Source data START
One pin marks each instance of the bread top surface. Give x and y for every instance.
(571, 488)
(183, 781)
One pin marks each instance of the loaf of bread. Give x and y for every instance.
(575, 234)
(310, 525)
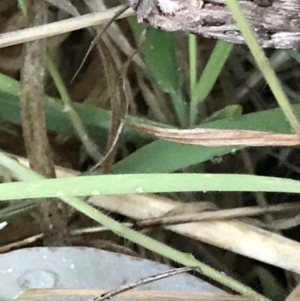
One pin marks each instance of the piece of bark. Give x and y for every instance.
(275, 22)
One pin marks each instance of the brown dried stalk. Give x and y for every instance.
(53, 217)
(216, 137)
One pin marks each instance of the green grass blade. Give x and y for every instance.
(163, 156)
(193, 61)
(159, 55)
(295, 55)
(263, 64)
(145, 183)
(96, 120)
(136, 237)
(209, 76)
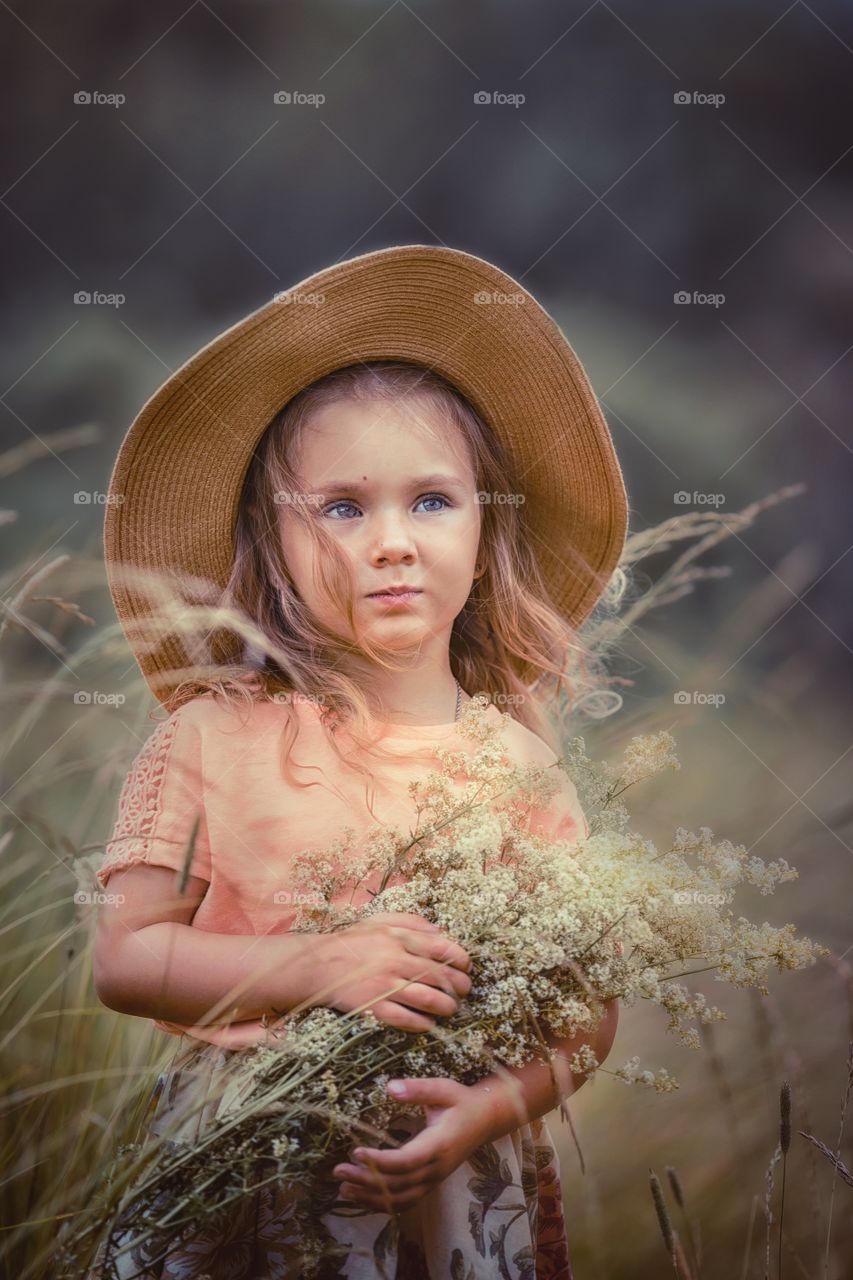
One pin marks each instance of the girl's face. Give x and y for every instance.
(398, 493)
Source data END
» **What you are asked to do**: Set down the lines of the records above exactly, apart from the pictures.

» **Task response**:
One pin marks each instance of the bread top surface. Give x and y for every instance.
(571, 488)
(183, 781)
One pin marks each instance of the loaf of bread. Give x and y for every instance.
(575, 234)
(310, 525)
One pin marks each instance of the piece of bark. Give x and y for every instance.
(275, 22)
One pin marks each instance of the brown dried stalk. Give x and y for every instance.
(53, 217)
(216, 137)
One pin marks each instance of the green grass blade. Give x and y for every instance.
(163, 156)
(193, 61)
(159, 55)
(295, 55)
(263, 64)
(145, 183)
(96, 120)
(136, 237)
(209, 76)
One pin marks each instance of the girl's face. Give x and y for every instance.
(398, 493)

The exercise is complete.